[DATA ROWS]

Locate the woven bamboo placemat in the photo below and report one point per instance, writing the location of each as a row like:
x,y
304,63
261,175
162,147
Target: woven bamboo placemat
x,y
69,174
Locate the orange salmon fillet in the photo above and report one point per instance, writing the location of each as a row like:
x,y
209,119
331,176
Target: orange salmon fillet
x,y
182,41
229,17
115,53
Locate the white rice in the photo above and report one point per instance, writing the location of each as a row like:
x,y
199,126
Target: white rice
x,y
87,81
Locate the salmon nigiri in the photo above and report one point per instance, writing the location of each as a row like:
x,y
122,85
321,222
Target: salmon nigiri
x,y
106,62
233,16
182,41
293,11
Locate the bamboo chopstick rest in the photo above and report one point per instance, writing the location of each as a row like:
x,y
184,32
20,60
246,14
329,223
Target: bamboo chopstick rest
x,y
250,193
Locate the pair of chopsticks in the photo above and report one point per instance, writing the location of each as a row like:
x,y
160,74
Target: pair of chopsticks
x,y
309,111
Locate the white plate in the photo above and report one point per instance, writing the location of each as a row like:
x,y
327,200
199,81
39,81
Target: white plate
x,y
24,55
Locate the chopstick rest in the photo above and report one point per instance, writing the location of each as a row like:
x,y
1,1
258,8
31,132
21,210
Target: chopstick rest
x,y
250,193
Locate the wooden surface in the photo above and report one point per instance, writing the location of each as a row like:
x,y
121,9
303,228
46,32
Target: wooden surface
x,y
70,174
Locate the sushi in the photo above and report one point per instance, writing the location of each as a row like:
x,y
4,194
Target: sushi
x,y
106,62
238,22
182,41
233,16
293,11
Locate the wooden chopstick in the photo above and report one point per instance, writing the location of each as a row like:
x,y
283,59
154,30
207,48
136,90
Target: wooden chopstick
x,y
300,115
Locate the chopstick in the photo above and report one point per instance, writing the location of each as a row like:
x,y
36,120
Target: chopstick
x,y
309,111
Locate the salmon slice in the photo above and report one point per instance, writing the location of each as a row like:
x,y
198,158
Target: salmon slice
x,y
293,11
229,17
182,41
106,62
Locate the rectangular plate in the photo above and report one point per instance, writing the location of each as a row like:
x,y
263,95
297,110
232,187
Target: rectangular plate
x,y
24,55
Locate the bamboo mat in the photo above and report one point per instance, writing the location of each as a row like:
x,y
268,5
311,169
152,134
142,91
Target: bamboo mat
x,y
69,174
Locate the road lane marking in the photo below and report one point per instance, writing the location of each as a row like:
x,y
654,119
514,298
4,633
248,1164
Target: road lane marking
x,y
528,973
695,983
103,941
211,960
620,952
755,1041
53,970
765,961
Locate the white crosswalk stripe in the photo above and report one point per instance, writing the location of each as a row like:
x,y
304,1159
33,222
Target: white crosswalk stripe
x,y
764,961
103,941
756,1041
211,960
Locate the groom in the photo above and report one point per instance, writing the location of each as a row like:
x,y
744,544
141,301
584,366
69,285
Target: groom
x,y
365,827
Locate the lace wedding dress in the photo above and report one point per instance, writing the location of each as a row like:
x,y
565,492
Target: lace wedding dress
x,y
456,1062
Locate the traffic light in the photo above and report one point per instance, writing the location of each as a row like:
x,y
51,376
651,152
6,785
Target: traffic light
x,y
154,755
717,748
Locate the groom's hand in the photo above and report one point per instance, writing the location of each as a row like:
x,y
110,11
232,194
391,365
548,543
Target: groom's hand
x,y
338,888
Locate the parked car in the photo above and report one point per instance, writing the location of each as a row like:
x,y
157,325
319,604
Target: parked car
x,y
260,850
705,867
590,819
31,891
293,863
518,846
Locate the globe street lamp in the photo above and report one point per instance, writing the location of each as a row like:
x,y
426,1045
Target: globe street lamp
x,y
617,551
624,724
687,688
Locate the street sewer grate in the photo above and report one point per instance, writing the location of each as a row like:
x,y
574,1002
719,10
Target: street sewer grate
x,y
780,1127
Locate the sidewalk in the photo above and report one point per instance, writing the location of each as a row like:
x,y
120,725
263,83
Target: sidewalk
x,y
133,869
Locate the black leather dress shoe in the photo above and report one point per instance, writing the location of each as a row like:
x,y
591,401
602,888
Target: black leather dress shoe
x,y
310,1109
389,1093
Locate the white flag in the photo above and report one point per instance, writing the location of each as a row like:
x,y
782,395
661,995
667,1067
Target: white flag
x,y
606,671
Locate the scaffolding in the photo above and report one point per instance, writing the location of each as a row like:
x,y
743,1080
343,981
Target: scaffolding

[BRIEF]
Give the complete listing a second time, exactly as it reads.

[THE COMPLETED TASK]
Locate the woven bamboo placemat in the photo below and report one point per instance, writing the location of each as a row like:
x,y
304,63
261,175
162,147
Target: woven bamboo placemat
x,y
69,174
Locate the orange salmon fillet in the photo above and report one point per instance, writing the location of each as a row like:
x,y
209,119
331,176
Target: orange salmon fillet
x,y
182,41
229,17
115,53
Locate the white rice in the photo above and report one point per instance, writing the location of each as a row like:
x,y
199,126
Target: white rice
x,y
87,81
Locate the salmon nigiri in the photo above and report one point per instance, writing the location of each as a row like:
x,y
122,85
321,222
Target: salmon nigiri
x,y
106,62
233,16
182,41
293,11
Locate the bamboo chopstick rest in the photo above and report one point per instance, writing the location of each as a row like:
x,y
184,32
20,60
246,14
329,223
Target: bamboo chopstick rest
x,y
250,193
Locate the pair of chopsticks in the photo above and report one point per instance, writing the location of each as a row like:
x,y
160,74
Target: pair of chopsticks
x,y
309,111
Locate the white plate in the photo above and report one point per instance, writing the location of each as a row like:
x,y
327,200
199,81
39,81
Target: white plate
x,y
24,55
Locate the chopstick rest in the photo above and report one point per instance, writing the location of each as a row like:
x,y
1,1
258,8
31,132
21,210
Target: chopstick rest
x,y
250,193
Locate the wooden surface in the photo above and report one point per instance, writing the location of each as a row like:
x,y
121,9
303,228
46,32
Target: wooden surface
x,y
70,174
Locate the sushi in the photo above and report one point per instance, writing the location of each as a row like:
x,y
4,194
Target: sushi
x,y
106,62
238,22
182,41
233,16
293,11
Locate the wooden chopstick in the photo above and report one point per instance, writing the location of each as a row like:
x,y
283,59
154,30
207,48
136,90
Target: wooden chopstick
x,y
300,115
Locate the chopstick in the photo above and report one point per instance, writing the location of each as a row like:
x,y
36,120
Target: chopstick
x,y
309,111
Locate the salmon slice in the photo above and report one point per instance, writing the location of each as a row like:
x,y
198,158
Target: salmon slice
x,y
293,11
229,17
182,41
106,62
Locate the rectangular plate in the photo above and report one point per instance, writing the location of each as a row like:
x,y
263,95
297,110
232,187
Target: rectangular plate
x,y
24,55
Locate the bamboo mat in the photo above and report one point per instance, writing the location of each as a row like:
x,y
268,5
311,169
152,134
142,91
Target: bamboo mat
x,y
69,174
Locate the road lane marking in the photo below and report one point per instance, writing the location of each as a row like:
x,y
654,119
514,298
4,633
248,1164
Target: road lane marking
x,y
528,973
695,983
103,941
211,960
620,952
755,1041
53,970
765,961
Locate the white crosswalk stripe in the photo above and report one point per instance, writing the location of each as a row like:
x,y
304,1159
33,222
Target: white crosswalk stripe
x,y
764,961
103,941
756,1041
211,960
Locate the groom in the photo above and report one point per instance, writing the location of each as a row like:
x,y
744,544
141,301
584,366
69,285
Target: groom
x,y
365,827
Locate the lace wedding dress in the photo above and report one point per instance, writing the location of each as a row like:
x,y
565,492
Target: lace wedding dress
x,y
456,1062
Locate the traffic light in the photo above and report one point per instance, writing the location of each as a row like:
x,y
51,376
651,152
6,785
Target: traffic light
x,y
154,755
717,748
Locate the groom's hand in the photo above and report one point per instance, writing the location of each as a row like:
x,y
110,11
232,194
391,365
548,543
Target: groom's hand
x,y
338,888
Locate the parked car in the photo above and report one point per instance, writing the location of each as a row like:
x,y
157,325
319,604
Target: parked car
x,y
260,850
705,867
590,819
31,891
293,863
518,846
Locate the globe street lamp in the photo above and report one point per instance, writing the location of each as a row like:
x,y
426,1045
Target: globe street lamp
x,y
617,551
624,724
687,688
Locate the street sewer grate in the photo above and report one point per instance, writing the location of each as a row like:
x,y
574,1002
719,10
Target: street sewer grate
x,y
780,1127
Locate the sidewalk in the photo above and report one point per instance, writing the location of each as a row like:
x,y
120,725
263,83
Target: sidewalk
x,y
133,869
Locate the black leather dress shoe in the photo above and report one point per instance, writing the location of each as a row like:
x,y
591,401
602,888
Target: black leather dress shoe
x,y
310,1109
389,1093
Locate the white flag in the photo above and report one point per instance, writing the location of each as a row like:
x,y
782,395
661,995
667,1067
Target: white flag
x,y
606,671
Locate the scaffolding in the photo above and report one point per instance, writing the location of each as a row like:
x,y
743,1080
343,981
Target: scaffolding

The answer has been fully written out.